Objective: Arrange the lines of the records as a Markdown table with the columns Row and Line, numbering each row and leaving out any blank lines. Begin at the line that has "TARGET = neck" and continue through the end of the records.

Supplied records:

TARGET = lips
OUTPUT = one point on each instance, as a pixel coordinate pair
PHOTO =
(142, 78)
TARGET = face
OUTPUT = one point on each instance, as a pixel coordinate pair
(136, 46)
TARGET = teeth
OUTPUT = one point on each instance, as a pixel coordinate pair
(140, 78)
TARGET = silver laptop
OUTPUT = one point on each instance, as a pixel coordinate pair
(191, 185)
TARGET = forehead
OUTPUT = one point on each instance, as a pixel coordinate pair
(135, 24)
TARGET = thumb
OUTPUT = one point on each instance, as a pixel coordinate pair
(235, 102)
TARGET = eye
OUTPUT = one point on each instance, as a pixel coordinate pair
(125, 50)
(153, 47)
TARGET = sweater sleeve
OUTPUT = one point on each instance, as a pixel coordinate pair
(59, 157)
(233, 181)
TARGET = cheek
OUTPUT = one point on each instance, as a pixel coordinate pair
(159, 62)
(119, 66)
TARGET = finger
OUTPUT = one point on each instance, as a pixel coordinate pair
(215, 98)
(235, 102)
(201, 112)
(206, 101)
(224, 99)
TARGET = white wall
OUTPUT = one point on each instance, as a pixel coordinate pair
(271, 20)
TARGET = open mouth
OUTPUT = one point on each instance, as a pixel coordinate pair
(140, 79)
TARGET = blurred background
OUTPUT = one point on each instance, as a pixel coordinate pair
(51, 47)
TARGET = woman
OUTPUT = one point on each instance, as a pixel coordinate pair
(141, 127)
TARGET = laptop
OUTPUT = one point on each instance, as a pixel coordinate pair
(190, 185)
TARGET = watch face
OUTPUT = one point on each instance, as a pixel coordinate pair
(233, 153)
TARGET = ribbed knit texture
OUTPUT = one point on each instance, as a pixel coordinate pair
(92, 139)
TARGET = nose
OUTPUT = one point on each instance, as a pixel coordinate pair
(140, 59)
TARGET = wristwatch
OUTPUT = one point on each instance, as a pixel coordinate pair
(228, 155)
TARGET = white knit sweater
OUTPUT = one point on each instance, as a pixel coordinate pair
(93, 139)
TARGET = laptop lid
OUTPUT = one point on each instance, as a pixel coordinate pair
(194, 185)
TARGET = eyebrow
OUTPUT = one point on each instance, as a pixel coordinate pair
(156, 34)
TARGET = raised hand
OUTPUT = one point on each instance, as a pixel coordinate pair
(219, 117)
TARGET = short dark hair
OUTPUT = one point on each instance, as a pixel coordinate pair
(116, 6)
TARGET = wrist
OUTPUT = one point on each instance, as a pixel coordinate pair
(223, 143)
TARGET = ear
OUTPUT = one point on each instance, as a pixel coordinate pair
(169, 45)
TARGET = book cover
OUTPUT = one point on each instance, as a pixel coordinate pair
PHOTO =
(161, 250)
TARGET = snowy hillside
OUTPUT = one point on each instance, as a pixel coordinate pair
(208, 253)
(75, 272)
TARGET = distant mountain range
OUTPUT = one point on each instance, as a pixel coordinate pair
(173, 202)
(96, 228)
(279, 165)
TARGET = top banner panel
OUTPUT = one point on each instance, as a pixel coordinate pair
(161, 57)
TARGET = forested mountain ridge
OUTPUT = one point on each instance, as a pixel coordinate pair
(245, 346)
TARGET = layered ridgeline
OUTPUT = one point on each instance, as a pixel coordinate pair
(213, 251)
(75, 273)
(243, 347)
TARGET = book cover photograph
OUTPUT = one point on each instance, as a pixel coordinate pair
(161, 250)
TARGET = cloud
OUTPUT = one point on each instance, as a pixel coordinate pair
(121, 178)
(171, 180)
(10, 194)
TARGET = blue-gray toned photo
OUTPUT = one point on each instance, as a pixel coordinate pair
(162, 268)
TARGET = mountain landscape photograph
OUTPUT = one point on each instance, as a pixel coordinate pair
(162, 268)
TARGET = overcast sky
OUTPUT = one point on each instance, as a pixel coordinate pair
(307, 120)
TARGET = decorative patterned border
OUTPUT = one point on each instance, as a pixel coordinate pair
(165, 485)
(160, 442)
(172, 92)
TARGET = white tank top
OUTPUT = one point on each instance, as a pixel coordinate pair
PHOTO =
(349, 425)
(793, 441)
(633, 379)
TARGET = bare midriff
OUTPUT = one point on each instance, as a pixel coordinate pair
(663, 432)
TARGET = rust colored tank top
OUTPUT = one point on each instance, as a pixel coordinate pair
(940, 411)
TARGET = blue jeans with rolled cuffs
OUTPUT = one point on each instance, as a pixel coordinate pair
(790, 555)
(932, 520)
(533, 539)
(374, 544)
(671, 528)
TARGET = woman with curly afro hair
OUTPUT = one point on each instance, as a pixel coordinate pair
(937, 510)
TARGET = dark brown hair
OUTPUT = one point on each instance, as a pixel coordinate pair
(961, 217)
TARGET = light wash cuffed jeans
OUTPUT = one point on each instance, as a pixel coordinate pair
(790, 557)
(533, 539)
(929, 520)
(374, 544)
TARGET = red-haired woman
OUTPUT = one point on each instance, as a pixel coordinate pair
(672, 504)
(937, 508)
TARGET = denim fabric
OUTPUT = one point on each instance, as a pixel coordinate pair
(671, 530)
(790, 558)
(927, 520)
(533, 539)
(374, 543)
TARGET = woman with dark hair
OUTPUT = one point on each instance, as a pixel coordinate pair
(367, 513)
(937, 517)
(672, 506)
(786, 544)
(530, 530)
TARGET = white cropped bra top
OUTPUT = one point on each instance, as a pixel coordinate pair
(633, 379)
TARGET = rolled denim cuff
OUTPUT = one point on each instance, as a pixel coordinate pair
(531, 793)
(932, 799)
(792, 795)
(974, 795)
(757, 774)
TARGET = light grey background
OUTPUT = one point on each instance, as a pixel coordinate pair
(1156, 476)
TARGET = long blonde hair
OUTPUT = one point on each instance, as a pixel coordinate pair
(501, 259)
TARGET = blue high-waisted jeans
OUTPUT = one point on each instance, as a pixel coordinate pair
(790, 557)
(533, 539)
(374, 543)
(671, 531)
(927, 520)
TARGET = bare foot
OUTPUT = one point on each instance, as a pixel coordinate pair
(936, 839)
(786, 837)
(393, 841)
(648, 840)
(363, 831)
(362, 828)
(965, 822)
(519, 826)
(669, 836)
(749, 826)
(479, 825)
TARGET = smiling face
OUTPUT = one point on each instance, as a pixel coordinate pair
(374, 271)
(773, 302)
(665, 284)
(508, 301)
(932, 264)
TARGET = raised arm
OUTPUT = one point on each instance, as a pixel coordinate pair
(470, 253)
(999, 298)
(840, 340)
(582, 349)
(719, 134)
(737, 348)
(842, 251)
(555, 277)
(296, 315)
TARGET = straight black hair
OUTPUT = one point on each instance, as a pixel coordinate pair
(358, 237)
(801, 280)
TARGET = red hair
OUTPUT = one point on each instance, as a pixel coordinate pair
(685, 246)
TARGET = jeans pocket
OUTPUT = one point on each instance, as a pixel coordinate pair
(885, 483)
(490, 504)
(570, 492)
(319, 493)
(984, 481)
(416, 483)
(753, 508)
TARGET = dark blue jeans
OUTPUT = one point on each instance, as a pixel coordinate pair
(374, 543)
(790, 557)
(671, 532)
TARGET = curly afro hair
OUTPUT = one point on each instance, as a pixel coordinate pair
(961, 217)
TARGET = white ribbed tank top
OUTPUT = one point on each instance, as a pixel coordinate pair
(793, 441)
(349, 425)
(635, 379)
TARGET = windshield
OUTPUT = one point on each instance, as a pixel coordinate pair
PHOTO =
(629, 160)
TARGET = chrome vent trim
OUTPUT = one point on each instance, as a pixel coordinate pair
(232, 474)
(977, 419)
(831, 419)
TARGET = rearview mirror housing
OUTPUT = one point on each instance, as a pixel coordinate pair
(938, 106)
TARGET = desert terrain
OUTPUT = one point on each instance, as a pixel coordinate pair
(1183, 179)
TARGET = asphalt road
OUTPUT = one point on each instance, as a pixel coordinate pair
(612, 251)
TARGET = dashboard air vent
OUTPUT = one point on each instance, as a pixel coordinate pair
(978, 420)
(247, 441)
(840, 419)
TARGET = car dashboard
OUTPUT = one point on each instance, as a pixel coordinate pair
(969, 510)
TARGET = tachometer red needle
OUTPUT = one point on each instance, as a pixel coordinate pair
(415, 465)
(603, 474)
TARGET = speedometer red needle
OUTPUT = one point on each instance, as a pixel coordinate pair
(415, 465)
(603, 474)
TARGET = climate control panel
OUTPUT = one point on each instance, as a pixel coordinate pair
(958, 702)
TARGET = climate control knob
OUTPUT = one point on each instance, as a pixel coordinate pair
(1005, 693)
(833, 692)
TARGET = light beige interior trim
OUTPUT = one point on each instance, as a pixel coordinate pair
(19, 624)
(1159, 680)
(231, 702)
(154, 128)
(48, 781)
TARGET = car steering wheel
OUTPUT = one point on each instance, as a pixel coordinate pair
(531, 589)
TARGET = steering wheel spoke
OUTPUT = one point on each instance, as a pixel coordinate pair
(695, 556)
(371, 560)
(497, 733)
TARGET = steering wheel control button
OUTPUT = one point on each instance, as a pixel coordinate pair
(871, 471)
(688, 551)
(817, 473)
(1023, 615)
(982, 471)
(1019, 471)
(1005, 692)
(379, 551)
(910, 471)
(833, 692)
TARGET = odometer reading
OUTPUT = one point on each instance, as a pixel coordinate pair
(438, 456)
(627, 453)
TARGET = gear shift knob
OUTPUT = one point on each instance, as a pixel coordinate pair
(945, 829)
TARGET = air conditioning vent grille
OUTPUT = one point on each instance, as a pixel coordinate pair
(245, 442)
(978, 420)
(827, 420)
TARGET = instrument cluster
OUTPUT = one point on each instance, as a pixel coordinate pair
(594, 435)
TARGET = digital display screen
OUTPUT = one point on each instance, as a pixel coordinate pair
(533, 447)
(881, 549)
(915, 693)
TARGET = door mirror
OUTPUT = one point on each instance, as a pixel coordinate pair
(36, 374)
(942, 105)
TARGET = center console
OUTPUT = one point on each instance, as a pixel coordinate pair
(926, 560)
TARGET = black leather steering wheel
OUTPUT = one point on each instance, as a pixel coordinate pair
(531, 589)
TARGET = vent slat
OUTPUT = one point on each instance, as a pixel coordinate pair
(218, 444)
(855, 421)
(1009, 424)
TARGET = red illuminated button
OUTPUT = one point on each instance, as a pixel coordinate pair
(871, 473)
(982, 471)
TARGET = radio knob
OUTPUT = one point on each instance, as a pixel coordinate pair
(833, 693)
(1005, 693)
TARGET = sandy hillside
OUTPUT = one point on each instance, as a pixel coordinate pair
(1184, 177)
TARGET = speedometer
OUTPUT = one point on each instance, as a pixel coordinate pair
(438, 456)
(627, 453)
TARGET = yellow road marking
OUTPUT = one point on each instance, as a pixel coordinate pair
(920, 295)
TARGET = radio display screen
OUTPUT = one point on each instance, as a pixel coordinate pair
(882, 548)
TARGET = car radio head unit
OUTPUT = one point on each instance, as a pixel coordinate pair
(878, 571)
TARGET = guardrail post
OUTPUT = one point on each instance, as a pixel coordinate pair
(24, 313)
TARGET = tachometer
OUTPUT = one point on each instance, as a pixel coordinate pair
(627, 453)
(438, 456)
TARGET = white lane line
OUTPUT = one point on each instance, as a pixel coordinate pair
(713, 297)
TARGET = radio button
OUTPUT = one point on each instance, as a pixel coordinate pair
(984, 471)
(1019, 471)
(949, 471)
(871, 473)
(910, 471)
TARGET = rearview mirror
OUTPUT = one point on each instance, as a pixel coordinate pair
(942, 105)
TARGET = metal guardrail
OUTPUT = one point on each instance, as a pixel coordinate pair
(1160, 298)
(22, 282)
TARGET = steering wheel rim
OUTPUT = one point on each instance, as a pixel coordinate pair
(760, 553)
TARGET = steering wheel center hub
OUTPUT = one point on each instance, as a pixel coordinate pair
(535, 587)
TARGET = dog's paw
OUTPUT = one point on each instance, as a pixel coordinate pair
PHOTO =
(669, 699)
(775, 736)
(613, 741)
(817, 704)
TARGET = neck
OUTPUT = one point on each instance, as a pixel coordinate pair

Result for this task:
| Row | Line |
|---|---|
| 1 | TARGET = neck |
| 2 | OUTPUT = one point on each instance, as a pixel coordinate pair |